Los cristianos no tenemos ninguna razón para temer a la muerte, y sin embargo existe toda una colección de motivos que nos empujan a meditar sobre ella, porque de rematar bien la suerte suprema de nuestra vida, como en el toreo, depende que salgamos por la puerta grande o no… Así es que, por si se nos olvida o por si hacemos que se nos olvide, la Iglesia nos invita a que todos los años, en el mes de noviembre, meditemos en los novísimos -sin perdón, porque se llaman así-; a saber, según la definición del Diccionario de la Real Academia Española, los novísimos son las cuatro situaciones que a los hombres nos esperan al final de la vida: muerte, juicio, infierno y gloria.

INFORMACIÓN PROPORCIONADA:

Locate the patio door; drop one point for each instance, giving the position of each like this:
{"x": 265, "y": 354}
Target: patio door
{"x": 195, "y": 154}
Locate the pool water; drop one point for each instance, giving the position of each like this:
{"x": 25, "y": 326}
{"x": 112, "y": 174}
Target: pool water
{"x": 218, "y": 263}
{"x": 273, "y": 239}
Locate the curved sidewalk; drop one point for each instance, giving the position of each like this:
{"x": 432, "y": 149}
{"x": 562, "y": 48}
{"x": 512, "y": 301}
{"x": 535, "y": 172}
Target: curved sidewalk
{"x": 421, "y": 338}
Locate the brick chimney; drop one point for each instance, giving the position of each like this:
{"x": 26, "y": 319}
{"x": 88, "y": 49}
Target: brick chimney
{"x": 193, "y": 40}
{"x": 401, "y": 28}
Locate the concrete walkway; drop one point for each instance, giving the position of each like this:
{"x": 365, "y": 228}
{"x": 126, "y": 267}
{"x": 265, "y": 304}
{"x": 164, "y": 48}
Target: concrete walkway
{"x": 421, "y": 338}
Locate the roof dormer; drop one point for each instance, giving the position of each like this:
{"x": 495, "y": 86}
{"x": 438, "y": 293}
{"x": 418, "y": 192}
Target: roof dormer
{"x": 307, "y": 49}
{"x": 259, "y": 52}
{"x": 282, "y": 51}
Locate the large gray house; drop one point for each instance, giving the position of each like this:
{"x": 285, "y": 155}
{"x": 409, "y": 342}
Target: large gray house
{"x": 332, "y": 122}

LA PETICIÓN: Reproduce al pie de la letra el fragmento del texto sobre los novísimos que va de "Los cristianos no" a "infierno y gloria.", ambos incluidos. Los ítems constituyen un material independiente del texto sobre los novísimos.

SOLUCIÓN DEL PROBLEMA:
Los cristianos no tenemos ninguna razón para temer a la muerte, y sin embargo existe toda una colección de motivos que nos empujan a meditar sobre ella, porque de rematar bien la suerte suprema de nuestra vida, como en el toreo, depende que salgamos por la puerta grande o no… Así es que, por si se nos olvida o por si hacemos que se nos olvide, la Iglesia nos invita a que todos los años, en el mes de noviembre, meditemos en los novísimos -sin perdón, porque se llaman así-; a saber, según la definición del Diccionario de la Real Academia Española, los novísimos son las cuatro situaciones que a los hombres nos esperan al final de la vida: muerte, juicio, infierno y gloria.